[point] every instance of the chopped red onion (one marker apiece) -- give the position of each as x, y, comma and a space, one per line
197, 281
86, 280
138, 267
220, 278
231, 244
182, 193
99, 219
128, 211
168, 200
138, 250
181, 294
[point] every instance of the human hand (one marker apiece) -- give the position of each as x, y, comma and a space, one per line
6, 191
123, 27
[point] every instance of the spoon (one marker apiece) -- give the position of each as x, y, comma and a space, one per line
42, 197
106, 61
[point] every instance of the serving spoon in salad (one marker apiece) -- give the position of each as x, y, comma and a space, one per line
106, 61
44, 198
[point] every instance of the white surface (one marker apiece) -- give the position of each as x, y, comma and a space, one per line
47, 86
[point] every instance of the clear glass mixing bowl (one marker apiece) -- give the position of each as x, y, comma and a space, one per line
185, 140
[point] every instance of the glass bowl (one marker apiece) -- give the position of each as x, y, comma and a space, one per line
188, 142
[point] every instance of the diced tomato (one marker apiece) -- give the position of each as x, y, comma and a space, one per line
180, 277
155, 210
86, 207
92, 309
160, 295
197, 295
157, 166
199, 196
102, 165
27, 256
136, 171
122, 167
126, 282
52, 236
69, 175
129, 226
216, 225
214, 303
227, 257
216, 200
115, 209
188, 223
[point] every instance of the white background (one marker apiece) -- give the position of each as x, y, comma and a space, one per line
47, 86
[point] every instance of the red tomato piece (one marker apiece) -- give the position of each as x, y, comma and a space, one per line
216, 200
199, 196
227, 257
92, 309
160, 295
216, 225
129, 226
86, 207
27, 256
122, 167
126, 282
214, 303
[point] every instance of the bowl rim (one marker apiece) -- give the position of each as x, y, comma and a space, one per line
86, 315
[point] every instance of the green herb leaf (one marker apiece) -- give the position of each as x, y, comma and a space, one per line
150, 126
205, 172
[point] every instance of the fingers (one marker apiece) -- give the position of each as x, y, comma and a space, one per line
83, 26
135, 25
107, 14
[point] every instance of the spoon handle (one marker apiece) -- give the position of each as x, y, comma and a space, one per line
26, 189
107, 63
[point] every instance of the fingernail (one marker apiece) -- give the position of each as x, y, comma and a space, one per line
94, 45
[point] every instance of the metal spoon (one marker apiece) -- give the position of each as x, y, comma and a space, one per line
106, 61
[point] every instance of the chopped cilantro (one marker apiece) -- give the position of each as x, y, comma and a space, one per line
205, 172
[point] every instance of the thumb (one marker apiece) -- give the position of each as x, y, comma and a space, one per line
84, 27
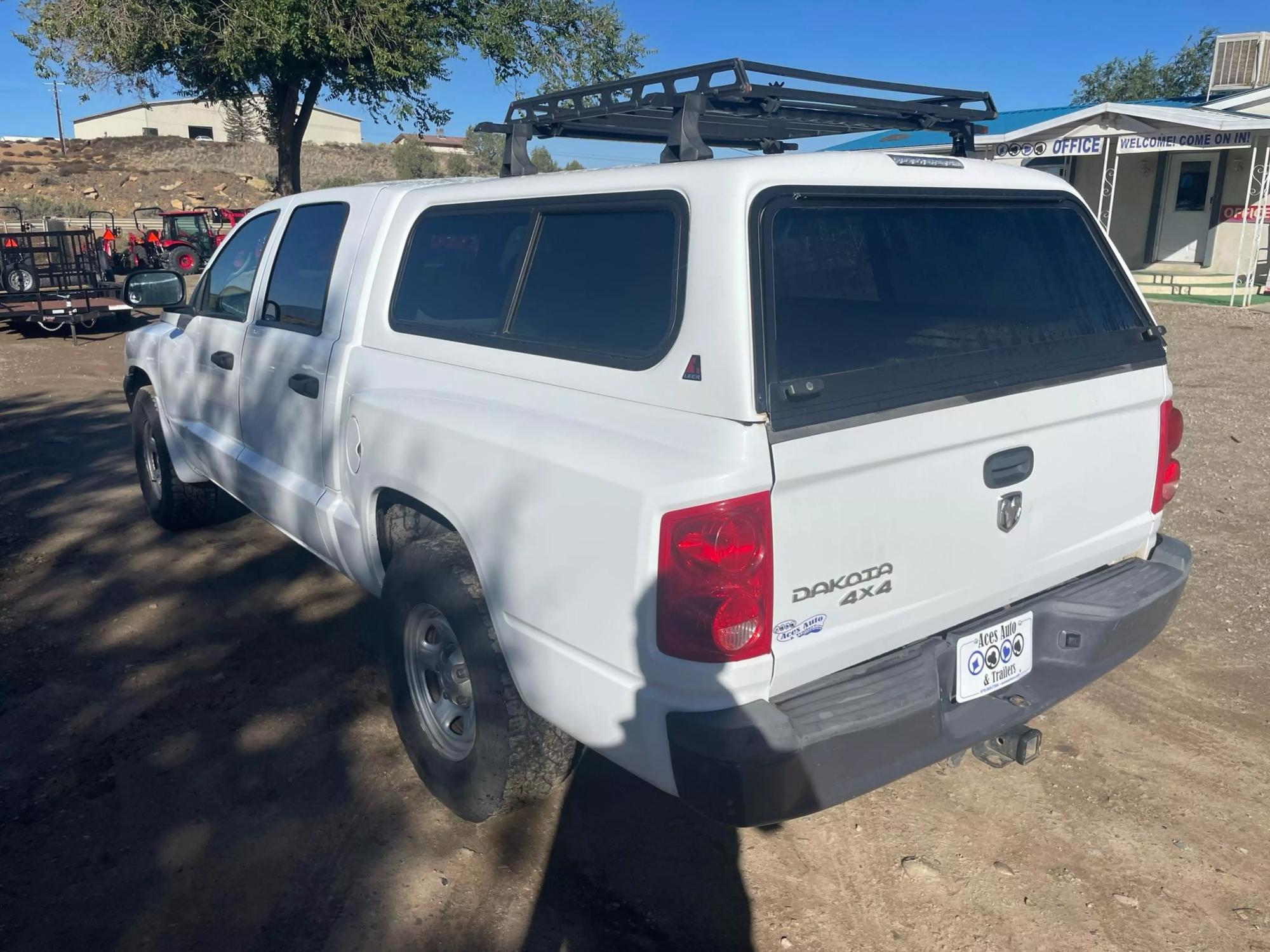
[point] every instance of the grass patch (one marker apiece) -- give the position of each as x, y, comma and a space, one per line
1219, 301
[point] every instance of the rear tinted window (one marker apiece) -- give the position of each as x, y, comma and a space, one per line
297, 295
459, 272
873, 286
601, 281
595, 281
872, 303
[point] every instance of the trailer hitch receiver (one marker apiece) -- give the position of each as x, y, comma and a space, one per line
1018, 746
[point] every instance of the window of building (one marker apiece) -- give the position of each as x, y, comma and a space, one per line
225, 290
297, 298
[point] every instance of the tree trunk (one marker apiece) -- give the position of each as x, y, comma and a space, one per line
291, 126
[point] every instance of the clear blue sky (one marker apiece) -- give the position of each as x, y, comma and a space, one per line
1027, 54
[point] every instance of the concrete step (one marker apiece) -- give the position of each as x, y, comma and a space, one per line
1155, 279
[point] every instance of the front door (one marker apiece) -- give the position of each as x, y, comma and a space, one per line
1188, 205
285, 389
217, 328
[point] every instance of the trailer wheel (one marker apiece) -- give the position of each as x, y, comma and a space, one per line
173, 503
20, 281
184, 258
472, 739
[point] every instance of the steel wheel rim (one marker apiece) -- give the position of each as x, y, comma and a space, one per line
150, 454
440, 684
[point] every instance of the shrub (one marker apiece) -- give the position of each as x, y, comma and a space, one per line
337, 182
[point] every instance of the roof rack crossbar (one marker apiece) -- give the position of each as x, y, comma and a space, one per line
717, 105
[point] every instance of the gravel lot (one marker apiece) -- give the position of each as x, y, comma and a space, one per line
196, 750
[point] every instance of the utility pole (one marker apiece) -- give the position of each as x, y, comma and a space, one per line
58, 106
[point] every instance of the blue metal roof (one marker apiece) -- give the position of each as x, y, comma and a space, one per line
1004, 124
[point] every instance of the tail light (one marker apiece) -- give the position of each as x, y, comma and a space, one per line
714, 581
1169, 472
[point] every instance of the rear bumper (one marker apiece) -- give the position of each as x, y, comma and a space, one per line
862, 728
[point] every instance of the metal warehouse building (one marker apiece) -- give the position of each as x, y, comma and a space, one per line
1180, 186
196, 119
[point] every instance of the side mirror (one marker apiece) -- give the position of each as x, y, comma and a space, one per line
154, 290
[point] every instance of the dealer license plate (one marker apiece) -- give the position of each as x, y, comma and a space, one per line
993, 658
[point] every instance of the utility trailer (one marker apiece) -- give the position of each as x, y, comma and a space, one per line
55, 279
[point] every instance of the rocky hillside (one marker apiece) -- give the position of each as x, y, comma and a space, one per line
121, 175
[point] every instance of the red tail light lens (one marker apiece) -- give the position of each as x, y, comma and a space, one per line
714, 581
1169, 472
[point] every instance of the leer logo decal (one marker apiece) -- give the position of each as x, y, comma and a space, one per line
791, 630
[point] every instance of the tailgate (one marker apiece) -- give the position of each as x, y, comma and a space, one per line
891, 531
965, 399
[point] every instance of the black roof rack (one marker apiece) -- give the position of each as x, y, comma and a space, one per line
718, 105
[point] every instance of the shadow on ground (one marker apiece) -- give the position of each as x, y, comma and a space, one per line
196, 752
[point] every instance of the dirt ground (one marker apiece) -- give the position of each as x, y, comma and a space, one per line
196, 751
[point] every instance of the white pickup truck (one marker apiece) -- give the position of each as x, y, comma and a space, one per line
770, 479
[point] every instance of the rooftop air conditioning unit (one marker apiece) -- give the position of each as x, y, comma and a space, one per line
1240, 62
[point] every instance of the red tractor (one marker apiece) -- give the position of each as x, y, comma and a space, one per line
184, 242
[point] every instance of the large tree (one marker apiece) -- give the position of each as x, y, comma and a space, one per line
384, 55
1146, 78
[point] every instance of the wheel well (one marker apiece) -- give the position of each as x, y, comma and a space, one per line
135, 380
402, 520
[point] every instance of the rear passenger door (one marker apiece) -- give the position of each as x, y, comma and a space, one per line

* **EXERCISE OBJECTIVE**:
Reproduce all of the material above word for word, leaving out the pictures.

* **THE ANSWER**:
[point] every instance of the chopped red onion (one marker apiece) -- give the position of each as x, y, comma and a space, one per line
197, 281
86, 280
138, 267
220, 278
231, 244
182, 193
99, 219
128, 211
168, 200
138, 250
181, 294
[point] every instance of the human hand (one marker apiece) -- give the position of each as x, y, comma and a space, one per line
6, 191
123, 27
[point] every instance of the spoon (one marker apiece) -- give the position of each as x, y, comma and a space, one per line
42, 197
106, 61
[point] every instance of the serving spoon in salad (one marker apiece) -- give the position of each as x, y, comma and a space, one per line
106, 61
44, 198
[point] every instance of the white surface (one marker apiece) -- give the position of each as x, y, comma and a space, one per line
47, 86
[point] every instance of the clear glass mixing bowl (one marker apiece) -- give the position of each as x, y, comma and a space, one per line
185, 140
[point] every instance of the glass bowl (one marker apiece) -- give the position of each as x, y, comma and a space, one per line
188, 142
[point] every instance of the diced tomato (one marker apiece) -- give the position of each as x, y, comma and a space, one per line
180, 277
155, 210
86, 207
92, 309
160, 295
197, 295
157, 166
199, 196
102, 165
27, 256
136, 171
122, 167
126, 282
52, 236
69, 175
129, 226
216, 225
214, 303
227, 257
216, 200
115, 209
188, 223
[point] every instance of the white background (one marker apiece) -- give the position of each as x, y, comma and a space, one per line
47, 86
[point] every instance of the red tomato piece (one marker apiece) -- give the position of each as x, y, comma and a space, one per line
216, 200
199, 196
227, 257
92, 309
160, 295
216, 225
129, 226
86, 207
27, 256
122, 167
126, 282
214, 303
[point] every instance of the bowl rim (one marker apiece) -- give the position of each as x, y, comma and a space, one per line
86, 315
[point] every instance of the green herb leaf (one marker apiece) -- give the position of each as x, y, comma and a space, one per line
150, 126
205, 172
[point] every instance of the fingers (one marker apiece) -- give the position of each as x, y, comma and a space, one per line
83, 26
135, 25
107, 14
[point] every instance of the spoon handle (one marker apiece) -- give the position of each as x, y, comma and a space, one per line
26, 189
107, 63
[point] every instance of the fingernail (one marker apiece) -- give the position of each as x, y, comma and a space, one per line
94, 45
[point] every instance of the metal spoon (one marker apiece) -- give the position of each as x, y, comma and a space, one per line
106, 61
[point] every instance of the chopped cilantro (one marker apiece) -- give the position of each as x, y, comma and a space, one per line
205, 172
[point] every instance of the thumb (one marker apiece) -- give the position of each as x, y, comma and a space, one per line
84, 27
[point] every instance of the grass patch (one marker apiece) -- give the position of each as x, y, comma and a space, one per line
1219, 301
[point] every instance of the rear tinted window (one marker apiece) -- give the position of each as x, y, comma and a space, one per line
297, 295
459, 272
873, 286
601, 281
595, 281
872, 303
[point] every instance of the trailer hitch receiver (one marker apiece) -- give the position of each as x, y, comma and a space, one per line
1018, 746
[point] every instance of the window of building (one marker apiece) -- give the position of each as x, y, comma and a space, one per line
225, 290
297, 298
[point] every instance of the tree trunk (one marker apiece) -- give the position of each as x, y, comma and a space, one per line
291, 126
[point] every instance of the clear blue sky (one marker apiece) -- give the position of each as x, y, comma and a space, one per line
1027, 54
[point] every instance of the concrete step (one marker apiece) -- give the position of each as x, y, comma and a space, one per line
1155, 279
[point] every instance of the front door (one marker apiece) -- give the position of each as x, y, comma and a space, one per line
1188, 205
285, 389
217, 328
[point] every instance of the trailer wheel (one marker apiece) -- give the position of each as x, y, comma and a space, one per line
173, 503
20, 281
184, 258
472, 739
[point] every instance of the steel wheel rim (one marker apiece) -- give the position of each as x, y, comma and a space, one per line
150, 454
440, 684
[point] every instance of the shrub (one marker apiece) -- give the position of each as x, y, comma and a space, one per line
337, 182
[point] every instance of the roof rack crossbar (one marker apiece) -- give the position of each as x, y, comma and a space, one per line
717, 105
[point] every instance of the gravel lot (one marker apiece) -- give the position of each as x, y, comma and a space, one per line
196, 750
[point] every instance of the utility pole (one marker apiece) -- give the position of each as x, y, comma and a space, one per line
58, 106
[point] every instance of the blue metal roof (one marker apiece) -- give the position of each as x, y, comma and a space, one per line
1004, 124
[point] every instance of the tail light (one marker apiece) -- give the position of each as x, y, comma and a space, one per line
714, 581
1169, 472
[point] every instance of the rear bumper (one marker apiece) -- give the position of each as x, y, comma and a space, one per line
862, 728
[point] every instance of the metal warehouse building (one marker apiece) -- give the position of each as x, y, comma and a space, one per line
1180, 186
196, 119
[point] every instance of the side mirror (one marker apiece) -- give the position of each as x, y, comma and a space, one per line
154, 290
[point] every instance of the dealer license plate (one marker apiece) -- give the position of each as x, y, comma and a space, one per line
993, 658
[point] every instance of the utility trailer (one marker apiece) -- give the position of each as x, y, comma and a space, one per line
55, 279
[point] every instance of the rocky hillside (one marker apiece) -- give the position of each as x, y, comma and a space, one per line
121, 175
[point] every instance of the red tail light lens (one marker apiece) -- give the position of each as x, y, comma and a space, one per line
714, 581
1169, 472
[point] every instance of the leer logo decal (one marker apiece) -- give the position of each as x, y, comma and a space, one per line
791, 630
[point] every instance of the tailgate (one marker apiece) -- give the position of each as x, y, comma and a space, one per line
891, 531
965, 399
[point] every instance of the black roof rack (one marker apiece) -- give the position of each as x, y, comma and a space, one per line
718, 105
[point] every instance of the shadow on ground (one marker apiece) -- give the position of each as x, y, comma and a space, one per line
196, 752
[point] every instance of the dirt ground (one marker apiece) -- give the position of each as x, y, comma and a space, one per line
196, 751
[point] every instance of the white pickup truck (one marker apiece) -- give the position of each as x, y, comma and a space, one per line
770, 479
[point] every instance of the rooftop air conditioning unit (one marker apiece) -- give the position of each as x, y, comma and a space, one per line
1240, 62
[point] every instance of the red tractor (one marker apiece) -- give the position of each as x, y, comma and a space, one per line
184, 242
[point] every instance of the large tree (one marker apiece) -- give the position of each as x, y, comma and a space, one per line
384, 55
1146, 78
[point] every instance of the wheel well (one marker apiece) -- give the position of each as x, y, comma and a space, one per line
135, 380
402, 520
[point] every instance of the rear passenger door (one marker apiece) -- give the position of each as x, y, comma and a space, one per line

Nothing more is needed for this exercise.